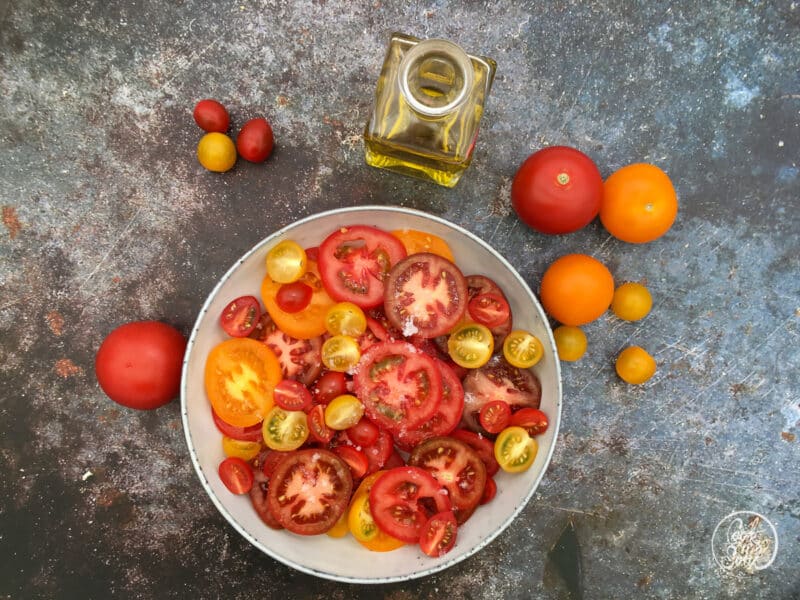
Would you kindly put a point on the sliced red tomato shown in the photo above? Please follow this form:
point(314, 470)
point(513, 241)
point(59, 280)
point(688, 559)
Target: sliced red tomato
point(236, 474)
point(400, 386)
point(355, 261)
point(401, 499)
point(457, 467)
point(240, 374)
point(425, 295)
point(240, 316)
point(438, 535)
point(309, 491)
point(299, 358)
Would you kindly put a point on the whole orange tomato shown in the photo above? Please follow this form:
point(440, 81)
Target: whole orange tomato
point(577, 289)
point(639, 203)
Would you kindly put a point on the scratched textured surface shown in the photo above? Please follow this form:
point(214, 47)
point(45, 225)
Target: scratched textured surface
point(108, 218)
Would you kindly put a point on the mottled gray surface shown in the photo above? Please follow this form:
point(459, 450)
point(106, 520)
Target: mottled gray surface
point(109, 218)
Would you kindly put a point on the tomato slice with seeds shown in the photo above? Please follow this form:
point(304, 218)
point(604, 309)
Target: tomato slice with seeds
point(240, 374)
point(355, 262)
point(309, 491)
point(426, 295)
point(400, 386)
point(401, 499)
point(240, 316)
point(457, 467)
point(438, 535)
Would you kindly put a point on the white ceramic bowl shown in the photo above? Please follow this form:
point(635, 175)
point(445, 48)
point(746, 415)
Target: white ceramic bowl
point(344, 559)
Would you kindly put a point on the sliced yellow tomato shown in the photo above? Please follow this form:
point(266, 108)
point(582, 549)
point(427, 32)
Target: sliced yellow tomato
point(240, 448)
point(286, 262)
point(345, 318)
point(470, 345)
point(240, 375)
point(340, 353)
point(343, 412)
point(515, 450)
point(285, 429)
point(522, 349)
point(421, 241)
point(307, 323)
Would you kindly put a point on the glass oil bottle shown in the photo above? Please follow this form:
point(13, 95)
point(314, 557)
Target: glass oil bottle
point(428, 106)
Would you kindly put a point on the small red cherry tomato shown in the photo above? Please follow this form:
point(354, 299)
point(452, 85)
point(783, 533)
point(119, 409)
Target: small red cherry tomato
point(236, 474)
point(210, 115)
point(255, 140)
point(241, 316)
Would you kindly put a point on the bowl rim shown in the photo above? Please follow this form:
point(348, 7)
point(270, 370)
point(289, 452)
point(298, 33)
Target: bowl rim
point(523, 502)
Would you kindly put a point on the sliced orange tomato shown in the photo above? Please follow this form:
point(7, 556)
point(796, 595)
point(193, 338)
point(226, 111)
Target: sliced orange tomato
point(304, 324)
point(421, 241)
point(240, 375)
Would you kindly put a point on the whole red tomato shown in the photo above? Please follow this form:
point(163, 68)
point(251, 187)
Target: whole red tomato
point(557, 190)
point(255, 140)
point(139, 364)
point(211, 116)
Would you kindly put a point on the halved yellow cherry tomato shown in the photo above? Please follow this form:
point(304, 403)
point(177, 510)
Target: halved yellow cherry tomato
point(470, 345)
point(343, 412)
point(345, 318)
point(240, 448)
point(285, 429)
point(422, 241)
point(240, 375)
point(522, 349)
point(515, 450)
point(340, 353)
point(286, 262)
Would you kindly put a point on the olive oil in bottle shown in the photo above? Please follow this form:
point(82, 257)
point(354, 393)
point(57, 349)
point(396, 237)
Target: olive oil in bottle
point(428, 105)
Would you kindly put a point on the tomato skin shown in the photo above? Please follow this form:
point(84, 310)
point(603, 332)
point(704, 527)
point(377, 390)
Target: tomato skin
point(138, 364)
point(557, 190)
point(211, 115)
point(255, 140)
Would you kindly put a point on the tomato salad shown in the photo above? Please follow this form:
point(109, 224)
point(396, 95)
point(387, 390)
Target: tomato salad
point(377, 393)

* AIM OF THE EXERCISE:
Reproduce all of the material above word for word, leaving out the pictures.

* SOLUTION:
Would you kindly put a point on the sliced red tomato shown in the photo above? Please follow this form:
point(314, 470)
point(513, 241)
point(59, 280)
point(688, 559)
Target: sliced red tomato
point(236, 474)
point(400, 386)
point(355, 261)
point(401, 499)
point(457, 467)
point(240, 374)
point(425, 295)
point(240, 316)
point(438, 535)
point(309, 491)
point(299, 358)
Would you kindly put a point on the whole orange tomato shown in the photo above? Please follow this form:
point(440, 81)
Target: whole orange tomato
point(577, 289)
point(639, 203)
Would you kindly put a point on the scratched textured surface shown in the photo above? Please follow this form:
point(214, 47)
point(45, 225)
Target: scratched textured surface
point(108, 218)
Would you kindly put a point on the mottled gray surface shown in the photo above? Please follow this form:
point(459, 450)
point(106, 520)
Target: mottled gray surface
point(109, 218)
Would you kindly put a point on the tomato slice with seeds shown in the photo above? Please follow this form:
point(304, 218)
point(604, 309)
Target: tomato slice with seeds
point(240, 374)
point(355, 262)
point(309, 491)
point(426, 295)
point(400, 386)
point(401, 499)
point(240, 316)
point(457, 467)
point(438, 535)
Would you kindly put a point on the white ceramic bowl shown in the photo above? Please follow this form:
point(635, 175)
point(445, 48)
point(746, 415)
Target: white ceramic bowl
point(344, 559)
Would you kindly put a point on the sliced yellow tomato shown in the photo above? Please follow this form:
point(266, 108)
point(582, 549)
point(427, 32)
Target: sliced yellow tomato
point(240, 448)
point(286, 262)
point(345, 318)
point(470, 345)
point(240, 375)
point(340, 353)
point(343, 412)
point(515, 450)
point(285, 429)
point(522, 349)
point(421, 241)
point(307, 323)
Would you kindly put a point on the glass oil bottle shown in the photo above? Please follow this form:
point(13, 95)
point(314, 557)
Target: glass oil bottle
point(428, 106)
Would you kindly put a point on the small red cherry tomato shown in the photo above? Please follow this form:
point(354, 299)
point(452, 85)
point(783, 533)
point(119, 409)
Target: small red cherry tomato
point(236, 474)
point(210, 115)
point(255, 140)
point(241, 316)
Would you kindly put a point on the bowl rim shown in the photo above? Please follow this form:
point(348, 7)
point(270, 370)
point(289, 452)
point(298, 33)
Target: bowl rim
point(523, 502)
Would you kindly put a point on the sliced orange tomato shown in the photo above? Please follow this form:
point(7, 556)
point(796, 595)
point(193, 338)
point(226, 111)
Target: sliced orange tomato
point(304, 324)
point(421, 241)
point(240, 375)
Would you kindly put a point on the whole red tomato shown in the photo above? Please follow this form:
point(163, 68)
point(251, 187)
Target: whole red tomato
point(557, 190)
point(255, 140)
point(139, 364)
point(211, 116)
Would you kindly put a point on the halved yellow cherry tomato shown in the photo above? Please follow this form:
point(304, 403)
point(177, 510)
Target: halved yellow cherry tomato
point(470, 345)
point(343, 412)
point(345, 318)
point(240, 448)
point(285, 429)
point(422, 241)
point(240, 375)
point(522, 349)
point(515, 450)
point(340, 353)
point(286, 262)
Would you kindly put a point on the olive oil in bottle shown in the photo above? Please follow this form:
point(82, 257)
point(354, 393)
point(57, 349)
point(396, 237)
Target: olive oil in bottle
point(428, 105)
Would you kindly put a point on the tomato skin shown in the photo above? Please follow this form:
point(84, 310)
point(603, 332)
point(704, 527)
point(377, 390)
Target: tomato skin
point(138, 364)
point(557, 190)
point(211, 115)
point(255, 140)
Would you kindly put a point on the tomato salad shown in the photo above? Please follow this form:
point(109, 224)
point(396, 95)
point(387, 390)
Target: tomato salad
point(377, 393)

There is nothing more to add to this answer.